Extract every line of the records that contains the string "football". Case counts, so match uppercase and lowercase letters precisely.

▶ **DATASET EXTRACT**

----------

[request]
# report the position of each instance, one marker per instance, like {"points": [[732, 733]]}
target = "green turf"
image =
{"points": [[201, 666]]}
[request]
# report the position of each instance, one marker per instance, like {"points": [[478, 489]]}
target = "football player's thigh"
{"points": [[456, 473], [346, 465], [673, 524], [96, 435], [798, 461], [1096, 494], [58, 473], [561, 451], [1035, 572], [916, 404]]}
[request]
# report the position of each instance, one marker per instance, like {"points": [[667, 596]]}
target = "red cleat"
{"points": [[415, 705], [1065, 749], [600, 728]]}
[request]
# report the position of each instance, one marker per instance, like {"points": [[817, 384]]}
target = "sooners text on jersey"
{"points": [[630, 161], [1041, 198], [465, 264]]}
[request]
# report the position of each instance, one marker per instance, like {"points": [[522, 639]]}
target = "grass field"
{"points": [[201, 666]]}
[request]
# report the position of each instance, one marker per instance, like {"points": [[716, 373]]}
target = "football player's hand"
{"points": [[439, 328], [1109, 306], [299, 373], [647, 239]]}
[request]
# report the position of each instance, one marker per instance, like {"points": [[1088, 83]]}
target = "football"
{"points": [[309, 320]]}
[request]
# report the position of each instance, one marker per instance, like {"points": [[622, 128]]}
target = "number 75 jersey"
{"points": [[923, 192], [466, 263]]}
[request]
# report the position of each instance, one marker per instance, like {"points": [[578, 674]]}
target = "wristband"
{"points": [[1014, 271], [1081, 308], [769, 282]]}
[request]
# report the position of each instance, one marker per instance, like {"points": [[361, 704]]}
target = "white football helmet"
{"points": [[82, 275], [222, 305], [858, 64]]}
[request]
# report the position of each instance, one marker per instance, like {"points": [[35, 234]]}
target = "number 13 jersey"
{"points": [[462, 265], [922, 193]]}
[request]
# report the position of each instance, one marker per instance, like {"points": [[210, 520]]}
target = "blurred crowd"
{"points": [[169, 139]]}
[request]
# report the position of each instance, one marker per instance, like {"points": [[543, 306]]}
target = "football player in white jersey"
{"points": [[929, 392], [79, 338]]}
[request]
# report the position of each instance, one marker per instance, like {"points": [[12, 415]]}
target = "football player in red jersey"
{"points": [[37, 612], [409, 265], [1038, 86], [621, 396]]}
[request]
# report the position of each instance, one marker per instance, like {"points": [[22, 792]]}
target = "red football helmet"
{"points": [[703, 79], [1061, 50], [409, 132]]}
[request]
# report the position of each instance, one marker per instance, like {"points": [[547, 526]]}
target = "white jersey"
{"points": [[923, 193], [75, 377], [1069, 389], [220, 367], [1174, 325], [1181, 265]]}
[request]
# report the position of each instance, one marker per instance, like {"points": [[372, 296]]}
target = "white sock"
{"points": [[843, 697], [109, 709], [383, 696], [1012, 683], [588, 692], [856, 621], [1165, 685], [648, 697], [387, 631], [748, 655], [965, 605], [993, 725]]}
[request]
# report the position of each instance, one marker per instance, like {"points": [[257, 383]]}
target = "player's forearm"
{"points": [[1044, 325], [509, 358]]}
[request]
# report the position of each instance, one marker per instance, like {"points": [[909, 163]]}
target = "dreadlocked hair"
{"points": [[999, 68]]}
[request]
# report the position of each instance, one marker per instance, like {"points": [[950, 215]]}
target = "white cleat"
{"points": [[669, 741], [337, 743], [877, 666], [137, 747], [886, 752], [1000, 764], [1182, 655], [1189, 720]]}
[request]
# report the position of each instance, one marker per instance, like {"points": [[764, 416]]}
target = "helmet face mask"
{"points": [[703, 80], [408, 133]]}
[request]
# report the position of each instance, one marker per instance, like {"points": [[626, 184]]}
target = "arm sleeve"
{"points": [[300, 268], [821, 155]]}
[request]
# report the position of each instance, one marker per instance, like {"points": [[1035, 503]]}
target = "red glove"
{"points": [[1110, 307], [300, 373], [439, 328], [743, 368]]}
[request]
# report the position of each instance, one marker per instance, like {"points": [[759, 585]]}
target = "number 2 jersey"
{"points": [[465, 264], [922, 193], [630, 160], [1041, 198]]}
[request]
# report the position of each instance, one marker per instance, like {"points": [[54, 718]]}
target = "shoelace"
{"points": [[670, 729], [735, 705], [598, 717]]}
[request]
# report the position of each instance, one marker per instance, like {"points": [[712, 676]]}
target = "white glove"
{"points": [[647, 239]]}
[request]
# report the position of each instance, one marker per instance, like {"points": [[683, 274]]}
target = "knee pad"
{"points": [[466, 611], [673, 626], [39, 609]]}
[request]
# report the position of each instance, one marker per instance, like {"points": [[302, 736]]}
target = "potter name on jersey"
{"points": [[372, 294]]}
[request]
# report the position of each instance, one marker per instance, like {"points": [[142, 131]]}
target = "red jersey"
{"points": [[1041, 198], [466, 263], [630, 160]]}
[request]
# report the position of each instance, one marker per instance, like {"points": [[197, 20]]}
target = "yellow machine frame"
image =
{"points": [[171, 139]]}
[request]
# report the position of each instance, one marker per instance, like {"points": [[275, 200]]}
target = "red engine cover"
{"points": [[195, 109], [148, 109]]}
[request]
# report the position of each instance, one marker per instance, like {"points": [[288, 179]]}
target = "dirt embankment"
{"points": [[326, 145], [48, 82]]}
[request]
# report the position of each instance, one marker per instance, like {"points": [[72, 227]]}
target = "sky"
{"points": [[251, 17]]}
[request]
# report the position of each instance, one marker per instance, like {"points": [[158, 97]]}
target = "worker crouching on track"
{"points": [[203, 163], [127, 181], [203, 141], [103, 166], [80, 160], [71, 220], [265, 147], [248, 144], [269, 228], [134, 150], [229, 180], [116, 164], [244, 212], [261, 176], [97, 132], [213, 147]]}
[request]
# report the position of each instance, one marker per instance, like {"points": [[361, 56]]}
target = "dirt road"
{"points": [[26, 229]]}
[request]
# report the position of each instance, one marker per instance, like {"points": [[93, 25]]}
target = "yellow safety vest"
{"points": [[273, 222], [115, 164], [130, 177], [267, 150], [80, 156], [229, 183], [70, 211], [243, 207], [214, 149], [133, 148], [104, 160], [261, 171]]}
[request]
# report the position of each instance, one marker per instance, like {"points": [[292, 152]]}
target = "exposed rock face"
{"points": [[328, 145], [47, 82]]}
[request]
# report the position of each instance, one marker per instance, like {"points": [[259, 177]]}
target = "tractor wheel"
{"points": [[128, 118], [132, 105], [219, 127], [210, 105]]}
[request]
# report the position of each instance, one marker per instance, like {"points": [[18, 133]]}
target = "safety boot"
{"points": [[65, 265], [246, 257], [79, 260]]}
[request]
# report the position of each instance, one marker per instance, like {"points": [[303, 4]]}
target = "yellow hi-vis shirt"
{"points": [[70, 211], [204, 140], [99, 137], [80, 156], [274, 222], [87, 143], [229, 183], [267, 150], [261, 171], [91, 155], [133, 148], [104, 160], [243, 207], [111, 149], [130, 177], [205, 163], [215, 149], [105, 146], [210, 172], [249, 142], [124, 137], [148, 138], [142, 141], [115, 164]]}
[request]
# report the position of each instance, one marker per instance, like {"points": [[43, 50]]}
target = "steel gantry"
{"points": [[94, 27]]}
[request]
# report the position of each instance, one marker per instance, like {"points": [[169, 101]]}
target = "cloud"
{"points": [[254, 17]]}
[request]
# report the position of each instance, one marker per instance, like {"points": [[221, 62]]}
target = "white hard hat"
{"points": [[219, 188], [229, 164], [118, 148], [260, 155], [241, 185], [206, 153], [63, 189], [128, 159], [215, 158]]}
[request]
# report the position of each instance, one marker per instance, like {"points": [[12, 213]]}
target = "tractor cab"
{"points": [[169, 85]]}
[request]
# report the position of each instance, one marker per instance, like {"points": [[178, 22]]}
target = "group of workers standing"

----------

▶ **PROBLEM SOLUTION**
target = "football player's thigh"
target = "football player's hand"
target = "football"
target = "white football helmet"
target = "football player in white jersey"
target = "football player in red jersey"
target = "red football helmet"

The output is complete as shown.